* START *

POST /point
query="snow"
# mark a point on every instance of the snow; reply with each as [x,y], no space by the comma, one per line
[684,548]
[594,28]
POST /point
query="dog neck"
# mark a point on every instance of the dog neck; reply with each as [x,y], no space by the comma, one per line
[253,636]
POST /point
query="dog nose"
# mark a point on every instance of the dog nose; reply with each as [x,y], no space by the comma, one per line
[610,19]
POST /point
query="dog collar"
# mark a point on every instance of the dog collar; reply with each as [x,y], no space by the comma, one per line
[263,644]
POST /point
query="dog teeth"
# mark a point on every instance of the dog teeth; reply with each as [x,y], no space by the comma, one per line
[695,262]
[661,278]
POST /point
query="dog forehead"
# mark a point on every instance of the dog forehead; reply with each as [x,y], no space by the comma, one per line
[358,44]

* END *

* _Aim_: Could you give all of the data above as a JSON list of strings, with one string per line and blank lines left out?

* _Task response_:
[
  "POST /point",
  "query=\"snow\"",
  "# mark a point on every instance of the snow; reply with each as [x,y], no space by the comma, one per line",
  "[684,548]",
  "[594,28]",
  "POST /point",
  "query=\"dog neck\"",
  "# mark a point on every instance of the dog neck; reply with each as [x,y], no space by the comma, one per line",
  "[253,636]",
  "POST /point",
  "query=\"dog nose\"",
  "# mark a point on every instance of the dog nose; reply with each as [x,y], no space by the comma, one per line",
  "[610,19]",
  "POST /point",
  "query=\"dog collar\"",
  "# mark a point on every instance of the dog collar; reply with each as [x,y], no space by the comma, one per line",
  "[263,644]",
  "POST /point",
  "query=\"dog teeth\"",
  "# mark a point on every instance of the dog teeth; reply with each as [x,y], no space by the comma, one per line",
  "[695,262]",
  "[661,278]",
  "POST /point",
  "query=\"dog forehead\"",
  "# mark a point on every instance of the dog forehead; reply with each as [x,y], no space by the comma, one per line",
  "[358,44]"
]